RECORD EXTRACTS.
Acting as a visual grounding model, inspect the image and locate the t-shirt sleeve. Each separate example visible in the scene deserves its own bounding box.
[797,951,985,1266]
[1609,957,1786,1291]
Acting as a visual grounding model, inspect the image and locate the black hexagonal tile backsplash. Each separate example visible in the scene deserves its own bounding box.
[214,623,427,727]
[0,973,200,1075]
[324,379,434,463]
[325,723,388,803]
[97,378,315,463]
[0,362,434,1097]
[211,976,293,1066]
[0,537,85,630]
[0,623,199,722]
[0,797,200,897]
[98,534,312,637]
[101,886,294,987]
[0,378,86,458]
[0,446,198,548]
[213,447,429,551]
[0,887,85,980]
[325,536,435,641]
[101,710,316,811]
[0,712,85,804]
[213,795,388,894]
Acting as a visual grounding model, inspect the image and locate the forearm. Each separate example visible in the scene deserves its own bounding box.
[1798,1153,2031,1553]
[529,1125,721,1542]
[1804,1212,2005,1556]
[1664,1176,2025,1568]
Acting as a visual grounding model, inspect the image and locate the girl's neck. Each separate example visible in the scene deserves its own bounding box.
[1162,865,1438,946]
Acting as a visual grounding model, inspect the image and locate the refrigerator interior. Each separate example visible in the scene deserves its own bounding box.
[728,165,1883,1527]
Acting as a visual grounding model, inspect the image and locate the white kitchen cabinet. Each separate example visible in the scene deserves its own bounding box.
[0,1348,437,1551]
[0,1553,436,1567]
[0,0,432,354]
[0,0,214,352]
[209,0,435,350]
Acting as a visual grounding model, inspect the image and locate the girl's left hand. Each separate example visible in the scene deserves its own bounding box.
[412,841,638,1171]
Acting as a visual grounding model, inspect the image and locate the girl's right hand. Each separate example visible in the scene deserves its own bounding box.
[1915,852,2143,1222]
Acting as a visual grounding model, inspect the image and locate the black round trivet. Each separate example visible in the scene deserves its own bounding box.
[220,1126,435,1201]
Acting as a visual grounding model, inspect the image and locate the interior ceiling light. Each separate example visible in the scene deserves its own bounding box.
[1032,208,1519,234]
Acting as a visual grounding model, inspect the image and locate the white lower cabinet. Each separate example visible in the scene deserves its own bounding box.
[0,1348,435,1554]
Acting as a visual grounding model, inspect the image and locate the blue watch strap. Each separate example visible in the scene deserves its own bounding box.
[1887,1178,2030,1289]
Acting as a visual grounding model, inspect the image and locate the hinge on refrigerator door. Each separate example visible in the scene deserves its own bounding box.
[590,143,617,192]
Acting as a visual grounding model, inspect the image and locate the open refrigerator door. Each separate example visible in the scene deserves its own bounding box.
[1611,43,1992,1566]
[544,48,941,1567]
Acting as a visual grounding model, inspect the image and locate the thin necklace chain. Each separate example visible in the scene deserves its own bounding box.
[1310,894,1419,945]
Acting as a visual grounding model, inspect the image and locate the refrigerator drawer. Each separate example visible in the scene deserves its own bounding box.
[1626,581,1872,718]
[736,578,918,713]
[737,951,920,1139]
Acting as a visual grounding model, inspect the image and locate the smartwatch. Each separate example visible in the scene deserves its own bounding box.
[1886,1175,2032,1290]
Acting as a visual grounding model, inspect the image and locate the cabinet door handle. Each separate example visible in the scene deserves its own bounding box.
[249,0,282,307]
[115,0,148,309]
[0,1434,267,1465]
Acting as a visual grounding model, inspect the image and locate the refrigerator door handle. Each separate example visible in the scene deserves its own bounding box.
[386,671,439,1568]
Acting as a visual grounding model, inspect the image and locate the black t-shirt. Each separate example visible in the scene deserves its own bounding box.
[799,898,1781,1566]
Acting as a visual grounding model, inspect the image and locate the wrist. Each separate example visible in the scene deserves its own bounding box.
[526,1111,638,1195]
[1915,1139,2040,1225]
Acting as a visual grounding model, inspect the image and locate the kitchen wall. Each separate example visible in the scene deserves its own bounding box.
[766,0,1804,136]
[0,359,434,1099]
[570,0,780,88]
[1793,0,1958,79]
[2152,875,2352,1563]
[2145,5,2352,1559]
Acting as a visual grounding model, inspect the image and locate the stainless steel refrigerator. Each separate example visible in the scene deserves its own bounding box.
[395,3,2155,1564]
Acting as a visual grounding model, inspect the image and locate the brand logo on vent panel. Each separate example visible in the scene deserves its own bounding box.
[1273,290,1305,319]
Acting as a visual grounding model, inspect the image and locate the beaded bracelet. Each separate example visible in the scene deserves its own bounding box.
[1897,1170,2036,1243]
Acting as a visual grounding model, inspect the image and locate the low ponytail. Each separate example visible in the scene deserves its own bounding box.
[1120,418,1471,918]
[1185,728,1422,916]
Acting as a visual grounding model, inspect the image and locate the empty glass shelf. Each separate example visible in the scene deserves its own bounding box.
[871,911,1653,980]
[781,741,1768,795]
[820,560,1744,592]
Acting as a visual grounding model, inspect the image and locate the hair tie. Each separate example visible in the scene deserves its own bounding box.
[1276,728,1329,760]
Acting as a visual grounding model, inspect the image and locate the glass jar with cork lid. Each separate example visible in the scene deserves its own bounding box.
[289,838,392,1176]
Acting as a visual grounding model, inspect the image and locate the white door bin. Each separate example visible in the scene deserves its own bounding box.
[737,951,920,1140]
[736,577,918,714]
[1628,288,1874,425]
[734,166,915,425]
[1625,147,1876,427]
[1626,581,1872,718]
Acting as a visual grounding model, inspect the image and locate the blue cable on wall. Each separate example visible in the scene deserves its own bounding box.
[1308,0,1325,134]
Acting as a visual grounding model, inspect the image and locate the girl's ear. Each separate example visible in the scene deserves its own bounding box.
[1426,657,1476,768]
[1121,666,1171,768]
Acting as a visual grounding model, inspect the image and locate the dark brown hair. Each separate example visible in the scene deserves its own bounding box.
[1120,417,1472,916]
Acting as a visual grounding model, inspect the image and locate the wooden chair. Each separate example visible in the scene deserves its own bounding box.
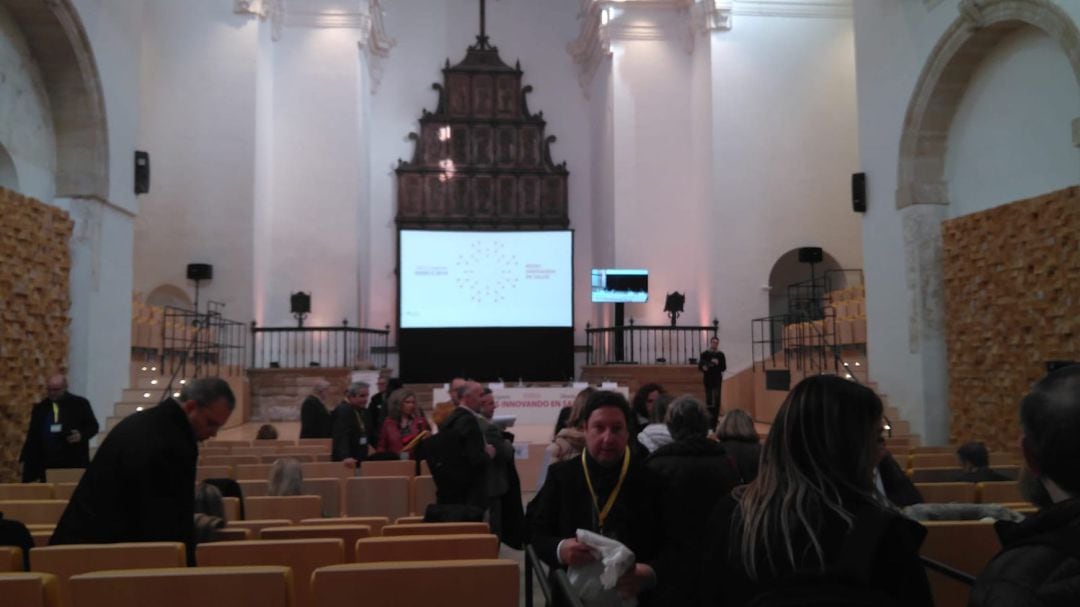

WHAT YOU SHOULD DO. Only the pictures are dropped when you print the material; everything else is copied exactly.

EXERCISE RESULT.
Acting as a visual grounding model, inspect the image and locate the t-shirt sleeve. Each separate example visible in the scene deserves its own bounding box.
[797,951,985,1266]
[1609,957,1786,1291]
Acting as a visual grounding model, inspect the image and locate the black hexagonal tile backsplash. Each separate example visible in the scene deserves its own bounding box.
[214,623,427,727]
[0,973,200,1075]
[324,379,434,463]
[325,723,388,803]
[97,378,315,463]
[0,362,434,1097]
[211,976,293,1066]
[0,537,85,630]
[0,623,199,722]
[0,797,200,897]
[98,534,312,637]
[101,886,294,987]
[0,378,86,458]
[0,446,198,548]
[213,447,429,551]
[0,887,85,980]
[325,536,435,641]
[101,710,316,811]
[0,712,85,804]
[213,795,388,894]
Acting as a visual grounding model, inspect the image and locate the forearm. Each separate example visible in the scene deserves its own bounding box.
[1798,1153,2031,1553]
[529,1125,721,1542]
[1804,1212,2005,1556]
[1664,1176,2025,1568]
Acting as a visual grounding model, inspect the image and locate the girl's neck. Each separate example visible in the scene deserves its own bounding box.
[1162,865,1438,946]
Acting as a visual grounding model, inspect the image and locate the refrigerator interior. Each separate example visible in the scene deserves its own bounding box.
[728,165,1883,1527]
Acting as a visual grounding model, inspect the image and locate the white kitchen cabinet. Each separate example visible in the scene deserves its own bounding box.
[0,1348,437,1551]
[0,1553,436,1567]
[0,0,432,354]
[0,0,214,352]
[209,0,435,350]
Acting as a visual grounding model, inspect the image and locate the girl's left hand. Each separate example visible in the scene deserves its own bounding box.
[412,841,638,1171]
Acting as a visual grounding model, inspect the image and locate the girl's right hand. Each separate example visible in the scene deserves its own bounding box.
[1915,852,2143,1222]
Acting as a visual grounding model, inspect the image and locate the black round trivet. Each separate example visible in the scene deserves its own bounding box.
[220,1126,435,1201]
Acting as a visual grounding model, inspect the image and locate the interior ceiling light. Each separate example visible in the scene deserves its own bounding box.
[1032,208,1519,234]
Acting as a visual grounding model, inspect the image and locate the white lower cabinet. Each separate example visible in the scene deserves its own bounding box.
[0,1348,435,1554]
Acting as a visual grounding model, inspect the image and locate the blue watch strap. Each separate example visible in the scene deserves its own bounding box.
[1887,1178,2030,1289]
Acting as a visual grounding model, inspect the image and locate the hinge on refrigerator door. Each separate example visible in the scene deserves its own bounding box.
[590,143,617,192]
Acting as a visual grounding model, inspect the image and locate the open refrigerator door. Each separate example visible in the scene deserves its own bounding box.
[1611,43,1992,1566]
[544,48,941,1567]
Acting as a visual grounding model, inspect the image and locate the thin necklace chain. Each separate example visible in the scene deserves its own bounding box.
[1310,894,1419,945]
Acting as a visual grounding model, inspect the image and locate the refrigerator drawer. Each separate example visible in the scene deserves its own bounding box.
[1626,581,1872,718]
[736,578,918,713]
[737,951,920,1139]
Acting as a visual grounding model, inspect the image and locate the smartwatch. Each separate example visible in the scene deserves its own bounding box.
[1886,1175,2032,1290]
Acting as a visual grounding model, inspect the image and locate the cabinet door handle. Each separate example visible in the scene deserves its own bounding box.
[249,0,282,307]
[115,0,148,309]
[0,1434,267,1465]
Acting as a visual grounding model, inspect the image and locate the refrigerator door handle. Each separate example visible in the scene deserves its own bounding box.
[386,671,439,1568]
Acting as a visual grounding model, inspect the image and locate the black t-shirt. Each separate example visible in the scene deserves its own bounding box.
[799,898,1781,1566]
Acting as a visual grounding model, inspect the image and locate the wrist. Each separate example visible in the scene deserves its own bounding box.
[526,1111,638,1195]
[1915,1139,2040,1225]
Acting as a visual grounding model, inspect the image and locate the kitchen wall. Each separate example visible in the scene deserves its own bounding box.
[766,0,1804,136]
[0,359,434,1099]
[570,0,780,88]
[1793,0,1958,79]
[2152,875,2352,1563]
[2145,5,2352,1559]
Acting as a visual grounding model, inspect the image and locate the stainless steel refrigerator. Each separate example visible in the scene deserves its own bounding box.
[395,3,2155,1564]
Acting as a visual grounding model, inspect the image and locate the brand logo on vent panel. Each separate example visible in the scene deserves its own bounding box.
[1273,290,1305,319]
Acting as a visual grounding model, inspect the image and locate the beaded bracelet. Each separate example visible in the scene deserves its own bounding box.
[1897,1170,2036,1243]
Acting as a visual grounding model, inspect the image and locate the low ponytail. Each separate example visible in the scene deserves its own bounding box.
[1120,418,1471,918]
[1185,728,1422,916]
Acting as a visual grounding model, inspect the image and locate the empty glass shelf. Each separate example visible in the scene deserves its own bounding box.
[871,911,1653,980]
[781,741,1768,795]
[820,560,1744,592]
Acting as a visual grounding model, inspect the image and locate the hair tie. Each separate example visible in the scene deserves its own bounding box.
[1276,728,1329,760]
Acting as a visual grounding model, inspect the image and locate the glass jar with cork lid. Each separate example visible in the scene deserves its own bounding box.
[289,838,392,1176]
Acting as a visual grounding model, inspect the image and locate the white door bin. Each separate example visible in the scene deserves its own bounding box.
[737,951,920,1140]
[736,577,918,714]
[1628,288,1874,425]
[734,166,915,425]
[1625,147,1876,427]
[1626,581,1872,718]
Acting as a visual grounding model, inspect the image and locate the blue cable on wall. Each separate example visible in the scene deserves its own bounding box.
[1308,0,1325,134]
Acting as a visual grounding model, inspect the image and locate the girl's ear. Each separate example visible in the scene deserves its own bounding box.
[1426,657,1476,768]
[1121,666,1171,768]
Acting as a visual grounding model, inspect the image and locate the dark brown hair. Each separate example visible in the scene deserves its own bounding box.
[1120,417,1472,916]
Acting as a visual grounding model, inspect the image and locate the wooden chair. Each separate example visible in the scene deserves its own bounding box.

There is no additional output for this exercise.